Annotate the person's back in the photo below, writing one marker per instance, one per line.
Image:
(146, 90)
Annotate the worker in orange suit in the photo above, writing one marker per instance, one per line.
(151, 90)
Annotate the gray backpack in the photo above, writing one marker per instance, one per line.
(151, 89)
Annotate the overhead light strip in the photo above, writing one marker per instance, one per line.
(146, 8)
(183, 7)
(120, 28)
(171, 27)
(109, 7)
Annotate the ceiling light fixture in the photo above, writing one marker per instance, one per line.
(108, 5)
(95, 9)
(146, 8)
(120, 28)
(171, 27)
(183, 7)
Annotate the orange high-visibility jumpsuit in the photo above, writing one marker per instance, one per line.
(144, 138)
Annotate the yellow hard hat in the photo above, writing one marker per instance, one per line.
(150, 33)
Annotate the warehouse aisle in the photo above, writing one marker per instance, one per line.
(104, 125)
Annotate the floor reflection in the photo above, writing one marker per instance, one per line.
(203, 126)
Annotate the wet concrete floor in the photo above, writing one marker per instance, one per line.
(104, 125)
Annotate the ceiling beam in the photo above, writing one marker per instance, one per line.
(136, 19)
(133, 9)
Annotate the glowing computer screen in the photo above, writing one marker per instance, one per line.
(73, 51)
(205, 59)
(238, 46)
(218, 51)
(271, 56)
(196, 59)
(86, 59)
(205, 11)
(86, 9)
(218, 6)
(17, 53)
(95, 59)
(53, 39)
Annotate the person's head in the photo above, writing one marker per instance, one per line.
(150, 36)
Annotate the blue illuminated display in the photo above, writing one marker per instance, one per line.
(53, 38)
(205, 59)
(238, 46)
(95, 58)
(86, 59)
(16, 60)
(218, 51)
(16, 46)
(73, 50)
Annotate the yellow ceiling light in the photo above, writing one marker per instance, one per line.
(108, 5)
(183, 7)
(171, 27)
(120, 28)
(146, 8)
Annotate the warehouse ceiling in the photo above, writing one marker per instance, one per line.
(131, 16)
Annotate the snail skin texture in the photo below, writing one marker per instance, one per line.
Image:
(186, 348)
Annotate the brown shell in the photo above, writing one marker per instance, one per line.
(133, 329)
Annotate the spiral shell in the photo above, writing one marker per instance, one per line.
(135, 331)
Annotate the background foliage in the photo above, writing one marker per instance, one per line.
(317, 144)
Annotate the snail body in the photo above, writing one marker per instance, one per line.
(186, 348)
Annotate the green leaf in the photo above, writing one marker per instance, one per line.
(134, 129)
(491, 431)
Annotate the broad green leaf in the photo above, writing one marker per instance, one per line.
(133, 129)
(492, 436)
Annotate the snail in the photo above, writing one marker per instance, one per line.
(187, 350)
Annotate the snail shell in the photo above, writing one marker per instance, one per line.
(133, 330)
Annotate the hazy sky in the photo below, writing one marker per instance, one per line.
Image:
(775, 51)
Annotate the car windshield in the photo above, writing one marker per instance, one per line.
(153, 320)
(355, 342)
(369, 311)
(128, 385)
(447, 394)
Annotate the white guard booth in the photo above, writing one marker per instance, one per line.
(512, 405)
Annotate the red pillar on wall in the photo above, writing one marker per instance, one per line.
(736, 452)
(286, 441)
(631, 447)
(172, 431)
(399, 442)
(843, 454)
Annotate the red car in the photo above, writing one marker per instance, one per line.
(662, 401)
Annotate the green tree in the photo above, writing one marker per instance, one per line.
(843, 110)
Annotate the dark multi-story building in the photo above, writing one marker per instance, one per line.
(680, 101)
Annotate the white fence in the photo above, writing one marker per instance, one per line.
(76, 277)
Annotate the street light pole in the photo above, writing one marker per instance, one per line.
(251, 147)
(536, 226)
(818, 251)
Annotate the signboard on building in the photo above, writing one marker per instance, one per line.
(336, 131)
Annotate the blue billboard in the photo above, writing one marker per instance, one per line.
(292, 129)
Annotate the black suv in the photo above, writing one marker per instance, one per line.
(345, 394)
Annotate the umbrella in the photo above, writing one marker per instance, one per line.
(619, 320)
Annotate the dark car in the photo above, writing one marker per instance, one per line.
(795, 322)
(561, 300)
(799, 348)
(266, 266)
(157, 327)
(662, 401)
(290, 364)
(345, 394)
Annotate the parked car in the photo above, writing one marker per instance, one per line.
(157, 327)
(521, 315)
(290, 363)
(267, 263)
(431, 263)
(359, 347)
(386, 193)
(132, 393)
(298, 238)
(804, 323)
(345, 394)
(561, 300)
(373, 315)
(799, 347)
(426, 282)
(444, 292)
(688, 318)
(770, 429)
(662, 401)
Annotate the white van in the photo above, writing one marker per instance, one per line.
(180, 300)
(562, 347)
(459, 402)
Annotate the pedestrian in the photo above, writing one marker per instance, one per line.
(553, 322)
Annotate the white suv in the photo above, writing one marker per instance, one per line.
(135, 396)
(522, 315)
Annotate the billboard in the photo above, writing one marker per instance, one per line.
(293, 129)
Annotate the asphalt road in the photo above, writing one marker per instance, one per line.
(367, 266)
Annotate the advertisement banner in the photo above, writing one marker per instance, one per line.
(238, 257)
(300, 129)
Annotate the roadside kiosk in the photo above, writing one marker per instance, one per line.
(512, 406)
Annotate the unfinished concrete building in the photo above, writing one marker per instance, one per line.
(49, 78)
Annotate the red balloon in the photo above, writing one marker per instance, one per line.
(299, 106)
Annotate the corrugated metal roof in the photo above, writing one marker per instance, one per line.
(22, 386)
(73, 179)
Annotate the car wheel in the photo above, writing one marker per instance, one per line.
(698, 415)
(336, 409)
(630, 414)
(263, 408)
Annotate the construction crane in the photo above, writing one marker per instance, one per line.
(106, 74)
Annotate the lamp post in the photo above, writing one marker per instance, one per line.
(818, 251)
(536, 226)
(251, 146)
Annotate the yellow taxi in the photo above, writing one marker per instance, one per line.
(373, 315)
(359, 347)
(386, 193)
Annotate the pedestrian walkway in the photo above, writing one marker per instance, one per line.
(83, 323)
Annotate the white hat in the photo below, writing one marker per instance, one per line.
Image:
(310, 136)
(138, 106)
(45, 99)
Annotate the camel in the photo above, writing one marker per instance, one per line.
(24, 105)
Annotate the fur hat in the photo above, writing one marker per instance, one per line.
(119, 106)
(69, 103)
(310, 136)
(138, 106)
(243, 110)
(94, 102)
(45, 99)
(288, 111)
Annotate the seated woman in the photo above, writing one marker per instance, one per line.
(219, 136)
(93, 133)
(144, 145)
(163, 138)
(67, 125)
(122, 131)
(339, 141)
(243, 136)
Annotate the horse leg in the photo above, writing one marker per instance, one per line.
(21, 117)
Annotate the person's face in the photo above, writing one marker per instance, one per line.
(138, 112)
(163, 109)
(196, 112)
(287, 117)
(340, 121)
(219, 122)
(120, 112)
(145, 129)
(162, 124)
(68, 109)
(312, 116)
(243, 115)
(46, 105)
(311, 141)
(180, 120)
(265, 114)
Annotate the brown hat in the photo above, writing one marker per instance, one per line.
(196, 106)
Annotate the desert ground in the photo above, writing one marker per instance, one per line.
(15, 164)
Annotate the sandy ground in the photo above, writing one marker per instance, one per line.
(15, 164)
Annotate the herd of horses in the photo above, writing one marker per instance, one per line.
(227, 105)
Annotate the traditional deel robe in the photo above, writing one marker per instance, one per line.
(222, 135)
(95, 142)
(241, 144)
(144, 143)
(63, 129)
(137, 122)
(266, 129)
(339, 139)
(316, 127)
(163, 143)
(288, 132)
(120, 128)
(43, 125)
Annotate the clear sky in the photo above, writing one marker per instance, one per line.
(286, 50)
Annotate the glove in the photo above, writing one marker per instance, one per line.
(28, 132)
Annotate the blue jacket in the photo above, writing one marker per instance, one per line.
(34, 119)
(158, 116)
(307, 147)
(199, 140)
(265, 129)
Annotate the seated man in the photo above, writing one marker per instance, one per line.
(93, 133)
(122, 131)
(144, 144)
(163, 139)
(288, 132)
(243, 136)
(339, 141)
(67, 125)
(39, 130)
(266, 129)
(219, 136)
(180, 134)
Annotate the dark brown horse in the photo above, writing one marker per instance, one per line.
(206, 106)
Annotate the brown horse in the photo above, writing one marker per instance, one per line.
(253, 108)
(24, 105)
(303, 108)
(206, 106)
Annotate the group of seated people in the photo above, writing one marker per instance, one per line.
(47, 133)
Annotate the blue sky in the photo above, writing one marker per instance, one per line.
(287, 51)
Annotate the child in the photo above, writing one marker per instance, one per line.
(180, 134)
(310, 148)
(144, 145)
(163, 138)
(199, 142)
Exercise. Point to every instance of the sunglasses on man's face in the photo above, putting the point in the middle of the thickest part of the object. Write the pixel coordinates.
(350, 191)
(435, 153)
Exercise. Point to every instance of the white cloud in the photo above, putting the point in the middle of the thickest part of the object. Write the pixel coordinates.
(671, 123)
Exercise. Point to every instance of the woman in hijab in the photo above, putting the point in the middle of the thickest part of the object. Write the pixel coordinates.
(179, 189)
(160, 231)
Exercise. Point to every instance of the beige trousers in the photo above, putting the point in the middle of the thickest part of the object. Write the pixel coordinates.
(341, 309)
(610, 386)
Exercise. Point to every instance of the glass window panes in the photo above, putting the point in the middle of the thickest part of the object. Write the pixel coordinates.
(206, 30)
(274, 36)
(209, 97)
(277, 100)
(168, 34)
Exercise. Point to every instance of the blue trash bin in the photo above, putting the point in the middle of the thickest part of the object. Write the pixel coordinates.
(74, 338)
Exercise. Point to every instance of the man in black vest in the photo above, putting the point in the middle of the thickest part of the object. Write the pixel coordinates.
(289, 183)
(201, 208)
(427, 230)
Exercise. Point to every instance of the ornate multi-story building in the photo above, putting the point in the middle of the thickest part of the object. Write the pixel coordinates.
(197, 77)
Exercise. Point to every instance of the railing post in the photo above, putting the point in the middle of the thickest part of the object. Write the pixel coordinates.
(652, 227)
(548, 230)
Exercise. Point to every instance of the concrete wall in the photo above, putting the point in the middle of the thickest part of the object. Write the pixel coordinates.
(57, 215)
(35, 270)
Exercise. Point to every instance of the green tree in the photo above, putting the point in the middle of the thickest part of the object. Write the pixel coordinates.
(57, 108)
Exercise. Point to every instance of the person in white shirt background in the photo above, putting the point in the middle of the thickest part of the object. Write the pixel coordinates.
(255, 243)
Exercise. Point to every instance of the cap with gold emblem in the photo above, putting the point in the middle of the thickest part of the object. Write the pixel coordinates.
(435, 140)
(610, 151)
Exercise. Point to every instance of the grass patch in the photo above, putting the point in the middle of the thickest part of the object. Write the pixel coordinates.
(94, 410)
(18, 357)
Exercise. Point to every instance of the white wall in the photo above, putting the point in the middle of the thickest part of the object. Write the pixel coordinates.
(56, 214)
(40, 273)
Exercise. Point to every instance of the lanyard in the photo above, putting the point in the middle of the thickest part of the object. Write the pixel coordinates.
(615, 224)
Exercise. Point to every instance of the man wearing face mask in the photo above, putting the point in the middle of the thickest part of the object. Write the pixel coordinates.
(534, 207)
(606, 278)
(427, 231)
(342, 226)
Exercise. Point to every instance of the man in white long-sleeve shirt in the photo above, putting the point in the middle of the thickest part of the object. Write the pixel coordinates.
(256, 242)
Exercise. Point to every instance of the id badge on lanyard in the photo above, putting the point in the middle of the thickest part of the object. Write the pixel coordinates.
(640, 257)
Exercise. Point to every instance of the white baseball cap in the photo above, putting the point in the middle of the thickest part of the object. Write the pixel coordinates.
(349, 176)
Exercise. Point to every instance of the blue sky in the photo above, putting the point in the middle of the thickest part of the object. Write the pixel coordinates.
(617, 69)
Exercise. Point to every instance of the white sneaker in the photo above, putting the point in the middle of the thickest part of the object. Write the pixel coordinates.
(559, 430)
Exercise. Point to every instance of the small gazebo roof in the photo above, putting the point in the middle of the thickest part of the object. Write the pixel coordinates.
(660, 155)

Prompt: Among the lines of the listing above, which ones hold "below"? Copy them.

Output:
Annotate the person's back in the photo below, writing one marker per instance, one per line.
Annotate the snail skin texture in the photo below, writing one marker per instance, one per line.
Annotate the hazy sky in the photo below, writing one marker per instance, one per line.
Annotate the white hat in the photo below, writing one marker per instance, one per line.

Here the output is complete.